### [Trecho do documento]
Em uma simples busca na internet, é possível encontrar várias empresas oferecendo cursos online de preenchimento de PMMA em diversas partes do corpo e peeling de fenol “profundo” para qualquer pessoa que deseja realizá-lo, sem qualquer restrição profissional. A facilidade com que muitas pessoas têm acesso a tratamentos invasivos ou que podem gerar sérios danos à saúde ultrapassa todos os limites da ética e expõe pacientes a risco até mesmo de morte.

Um exemplo recente foi o caso que envolveu a influencer Natalia Becker, dona de uma clínica de beleza em São Paulo acusada pela morte do empresário Henrique Chagas, em junho. Ela foi “capacitada” a fazer peeling de fenol num curso online oferecido por uma farmacêutica, que custou R$ 397.

Um levantamento inédito do Conselho Federal de Medicina (CFM) revela o risco ao qual a população está exposta pela realização de procedimentos estéticos invasivos por pessoas sem qualificação.

### [Lista de tarefas]
A: Resuma em duas frases o trecho sobre cursos online de procedimentos estéticos.
B: No trecho sobre procedimentos estéticos, reescreva a parte entre "Um exemplo recente" e "custou R$ 397.", inclusive, trocando "influencer" por "influenciadora".

### [Material apresentado]
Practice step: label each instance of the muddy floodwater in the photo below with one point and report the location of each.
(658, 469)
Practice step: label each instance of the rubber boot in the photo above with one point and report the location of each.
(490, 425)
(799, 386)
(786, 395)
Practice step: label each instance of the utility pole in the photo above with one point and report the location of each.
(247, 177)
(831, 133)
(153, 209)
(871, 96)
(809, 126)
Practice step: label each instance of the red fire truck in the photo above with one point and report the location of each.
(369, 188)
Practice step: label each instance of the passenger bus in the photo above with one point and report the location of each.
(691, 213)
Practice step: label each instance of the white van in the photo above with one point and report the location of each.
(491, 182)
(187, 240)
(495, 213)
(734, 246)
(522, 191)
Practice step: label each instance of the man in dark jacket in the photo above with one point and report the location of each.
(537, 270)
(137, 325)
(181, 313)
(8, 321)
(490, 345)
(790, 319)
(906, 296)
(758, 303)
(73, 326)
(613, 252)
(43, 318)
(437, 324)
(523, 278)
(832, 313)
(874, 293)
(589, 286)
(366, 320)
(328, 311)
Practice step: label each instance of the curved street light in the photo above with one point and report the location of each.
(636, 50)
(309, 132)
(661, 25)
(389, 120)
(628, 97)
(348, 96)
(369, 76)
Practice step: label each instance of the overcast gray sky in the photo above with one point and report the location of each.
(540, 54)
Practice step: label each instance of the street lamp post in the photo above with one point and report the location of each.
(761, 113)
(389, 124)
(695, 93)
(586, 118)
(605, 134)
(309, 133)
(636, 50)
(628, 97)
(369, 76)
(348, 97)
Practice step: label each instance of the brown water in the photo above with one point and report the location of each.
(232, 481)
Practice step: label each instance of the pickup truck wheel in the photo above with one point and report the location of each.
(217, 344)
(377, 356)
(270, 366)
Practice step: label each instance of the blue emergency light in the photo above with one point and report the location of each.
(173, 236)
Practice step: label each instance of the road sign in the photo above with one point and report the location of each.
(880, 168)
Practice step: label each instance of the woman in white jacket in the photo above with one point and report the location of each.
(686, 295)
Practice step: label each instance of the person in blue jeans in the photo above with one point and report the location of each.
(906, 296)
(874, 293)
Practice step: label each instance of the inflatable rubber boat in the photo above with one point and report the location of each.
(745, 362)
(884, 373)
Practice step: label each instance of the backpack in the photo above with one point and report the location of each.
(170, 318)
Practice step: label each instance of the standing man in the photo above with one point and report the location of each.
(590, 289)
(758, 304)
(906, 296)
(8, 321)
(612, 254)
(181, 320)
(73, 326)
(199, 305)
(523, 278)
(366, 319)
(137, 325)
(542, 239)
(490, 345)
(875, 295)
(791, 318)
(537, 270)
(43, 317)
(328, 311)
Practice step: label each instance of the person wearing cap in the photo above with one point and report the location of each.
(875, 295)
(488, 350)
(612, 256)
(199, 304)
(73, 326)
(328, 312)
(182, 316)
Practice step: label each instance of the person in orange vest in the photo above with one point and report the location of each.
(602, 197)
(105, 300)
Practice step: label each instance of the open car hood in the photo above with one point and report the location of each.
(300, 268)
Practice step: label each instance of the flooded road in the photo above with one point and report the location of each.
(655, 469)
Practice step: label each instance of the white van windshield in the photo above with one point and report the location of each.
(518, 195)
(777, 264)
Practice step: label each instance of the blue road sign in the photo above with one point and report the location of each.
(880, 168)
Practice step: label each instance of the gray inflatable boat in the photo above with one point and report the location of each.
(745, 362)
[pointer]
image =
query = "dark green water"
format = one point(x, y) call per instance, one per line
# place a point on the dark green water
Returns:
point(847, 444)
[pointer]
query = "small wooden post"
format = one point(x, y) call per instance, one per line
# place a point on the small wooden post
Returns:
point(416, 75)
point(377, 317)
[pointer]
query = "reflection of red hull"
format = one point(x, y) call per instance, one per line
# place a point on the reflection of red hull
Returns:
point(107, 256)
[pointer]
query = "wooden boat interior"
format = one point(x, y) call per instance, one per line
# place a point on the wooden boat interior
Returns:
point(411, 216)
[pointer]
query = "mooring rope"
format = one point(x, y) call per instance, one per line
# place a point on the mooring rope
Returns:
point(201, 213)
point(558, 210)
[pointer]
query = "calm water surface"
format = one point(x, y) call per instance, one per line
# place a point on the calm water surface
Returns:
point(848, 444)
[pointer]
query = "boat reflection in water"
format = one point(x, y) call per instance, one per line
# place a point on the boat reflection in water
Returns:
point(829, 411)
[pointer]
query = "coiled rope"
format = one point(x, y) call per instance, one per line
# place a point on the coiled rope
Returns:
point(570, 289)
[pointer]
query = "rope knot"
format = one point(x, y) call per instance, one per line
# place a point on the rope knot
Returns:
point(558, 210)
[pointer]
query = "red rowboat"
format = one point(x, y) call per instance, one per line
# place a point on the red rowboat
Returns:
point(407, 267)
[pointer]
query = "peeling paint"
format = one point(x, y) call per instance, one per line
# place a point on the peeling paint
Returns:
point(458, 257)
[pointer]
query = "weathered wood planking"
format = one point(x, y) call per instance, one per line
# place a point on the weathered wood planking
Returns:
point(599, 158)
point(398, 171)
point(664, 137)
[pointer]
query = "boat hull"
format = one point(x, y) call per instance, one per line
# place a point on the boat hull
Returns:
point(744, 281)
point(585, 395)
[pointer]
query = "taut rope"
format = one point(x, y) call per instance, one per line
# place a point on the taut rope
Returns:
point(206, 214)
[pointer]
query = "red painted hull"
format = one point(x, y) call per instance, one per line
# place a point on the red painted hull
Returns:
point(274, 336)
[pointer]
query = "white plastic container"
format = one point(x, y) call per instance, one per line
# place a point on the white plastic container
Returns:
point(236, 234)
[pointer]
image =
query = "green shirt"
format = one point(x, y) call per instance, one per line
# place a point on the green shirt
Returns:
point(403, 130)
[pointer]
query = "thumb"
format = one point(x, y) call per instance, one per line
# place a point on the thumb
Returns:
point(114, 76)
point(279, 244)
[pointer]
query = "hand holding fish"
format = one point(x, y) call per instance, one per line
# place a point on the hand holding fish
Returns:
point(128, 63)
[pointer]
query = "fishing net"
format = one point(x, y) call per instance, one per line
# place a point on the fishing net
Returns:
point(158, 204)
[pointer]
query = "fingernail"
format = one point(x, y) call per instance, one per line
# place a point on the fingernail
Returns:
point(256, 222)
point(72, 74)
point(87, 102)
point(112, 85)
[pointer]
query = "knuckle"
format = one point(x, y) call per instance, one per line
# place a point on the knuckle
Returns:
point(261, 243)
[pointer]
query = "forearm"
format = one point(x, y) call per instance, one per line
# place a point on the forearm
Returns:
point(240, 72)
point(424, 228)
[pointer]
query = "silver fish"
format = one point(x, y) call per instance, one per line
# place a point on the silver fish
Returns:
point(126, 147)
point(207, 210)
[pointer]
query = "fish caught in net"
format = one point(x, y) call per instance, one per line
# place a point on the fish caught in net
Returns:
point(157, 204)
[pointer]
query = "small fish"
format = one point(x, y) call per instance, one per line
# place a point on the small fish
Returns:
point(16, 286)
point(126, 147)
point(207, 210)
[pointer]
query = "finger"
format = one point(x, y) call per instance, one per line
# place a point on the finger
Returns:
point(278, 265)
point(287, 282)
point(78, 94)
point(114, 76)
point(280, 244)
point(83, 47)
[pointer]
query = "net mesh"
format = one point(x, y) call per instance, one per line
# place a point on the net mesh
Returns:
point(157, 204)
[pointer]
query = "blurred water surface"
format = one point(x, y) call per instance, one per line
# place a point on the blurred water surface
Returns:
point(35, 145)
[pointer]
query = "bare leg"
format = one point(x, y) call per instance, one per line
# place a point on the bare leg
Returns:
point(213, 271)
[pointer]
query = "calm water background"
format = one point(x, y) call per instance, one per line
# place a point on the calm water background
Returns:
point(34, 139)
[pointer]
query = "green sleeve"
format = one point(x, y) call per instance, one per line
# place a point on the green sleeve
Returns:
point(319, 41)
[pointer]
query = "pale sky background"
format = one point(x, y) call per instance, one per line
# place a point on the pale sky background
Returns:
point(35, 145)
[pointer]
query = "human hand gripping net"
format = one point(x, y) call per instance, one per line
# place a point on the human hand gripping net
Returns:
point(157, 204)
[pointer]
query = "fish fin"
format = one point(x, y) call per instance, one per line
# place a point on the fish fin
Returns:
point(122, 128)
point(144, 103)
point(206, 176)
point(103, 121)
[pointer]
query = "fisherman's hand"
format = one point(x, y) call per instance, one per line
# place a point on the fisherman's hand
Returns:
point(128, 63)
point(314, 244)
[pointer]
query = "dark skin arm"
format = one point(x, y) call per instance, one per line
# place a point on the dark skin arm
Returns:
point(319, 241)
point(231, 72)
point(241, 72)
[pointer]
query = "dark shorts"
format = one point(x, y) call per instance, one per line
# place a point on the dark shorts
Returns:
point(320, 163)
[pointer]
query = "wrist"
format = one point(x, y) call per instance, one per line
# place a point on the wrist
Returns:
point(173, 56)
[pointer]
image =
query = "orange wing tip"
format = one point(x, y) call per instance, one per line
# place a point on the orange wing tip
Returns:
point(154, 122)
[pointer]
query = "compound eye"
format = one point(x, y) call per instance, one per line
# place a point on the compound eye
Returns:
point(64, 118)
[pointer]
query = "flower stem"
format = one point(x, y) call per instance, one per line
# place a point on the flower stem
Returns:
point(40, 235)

### [Respostas por tarefa]
A: Empresas oferecem na internet cursos online de preenchimento com PMMA e de peeling de fenol a qualquer pessoa, sem restrição profissional, o que expõe pacientes a risco até mesmo de morte. Um exemplo recente é o caso da influencer Natalia Becker, ligado à morte do empresário Henrique Chagas, que foi "capacitada" a fazer peeling de fenol num curso online de R$ 397.

B:
Um exemplo recente foi o caso que envolveu a influenciadora Natalia Becker, dona de uma clínica de beleza em São Paulo acusada pela morte do empresário Henrique Chagas, em junho. Ela foi “capacitada” a fazer peeling de fenol num curso online oferecido por uma farmacêutica, que custou R$ 397.